Copy out exactly the lines from the line containing "In this exercise you will indicate the headlight" to the end of the listing.

Start Dataset extract

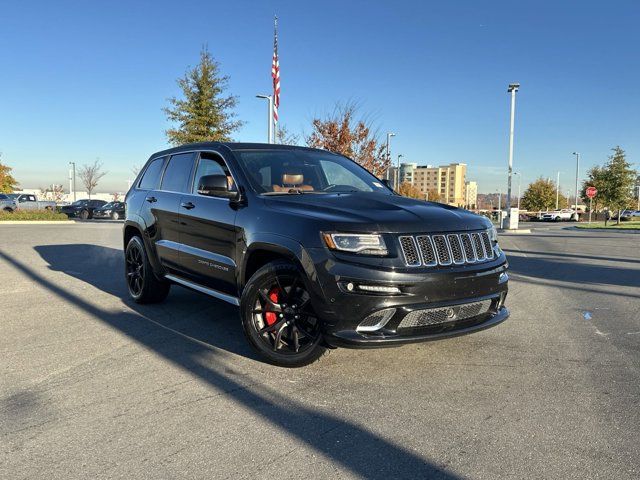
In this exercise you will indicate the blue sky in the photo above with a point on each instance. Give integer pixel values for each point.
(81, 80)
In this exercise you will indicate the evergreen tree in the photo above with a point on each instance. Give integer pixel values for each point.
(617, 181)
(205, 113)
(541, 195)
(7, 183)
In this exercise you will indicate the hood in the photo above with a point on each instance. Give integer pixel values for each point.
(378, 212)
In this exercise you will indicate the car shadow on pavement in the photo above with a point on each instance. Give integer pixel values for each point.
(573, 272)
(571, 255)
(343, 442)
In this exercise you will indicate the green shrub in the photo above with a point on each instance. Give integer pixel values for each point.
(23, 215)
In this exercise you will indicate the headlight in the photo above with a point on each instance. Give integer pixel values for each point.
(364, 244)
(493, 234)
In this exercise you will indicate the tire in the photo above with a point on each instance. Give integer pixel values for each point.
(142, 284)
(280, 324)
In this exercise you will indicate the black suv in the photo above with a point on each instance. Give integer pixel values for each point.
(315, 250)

End Dataset extract

§ Task answer
In this exercise you will indicate the headlight in the photo above with a point on each instance. Give integer pixel values for each point.
(364, 244)
(493, 234)
In this exercise you will indicate the tire in the photo above with a point on each instance. Give integer pixel values for each point.
(142, 284)
(280, 324)
In this exercise you will indicate the black suv in the photo above with a point on each instance. Give integer pixel values for each point.
(315, 250)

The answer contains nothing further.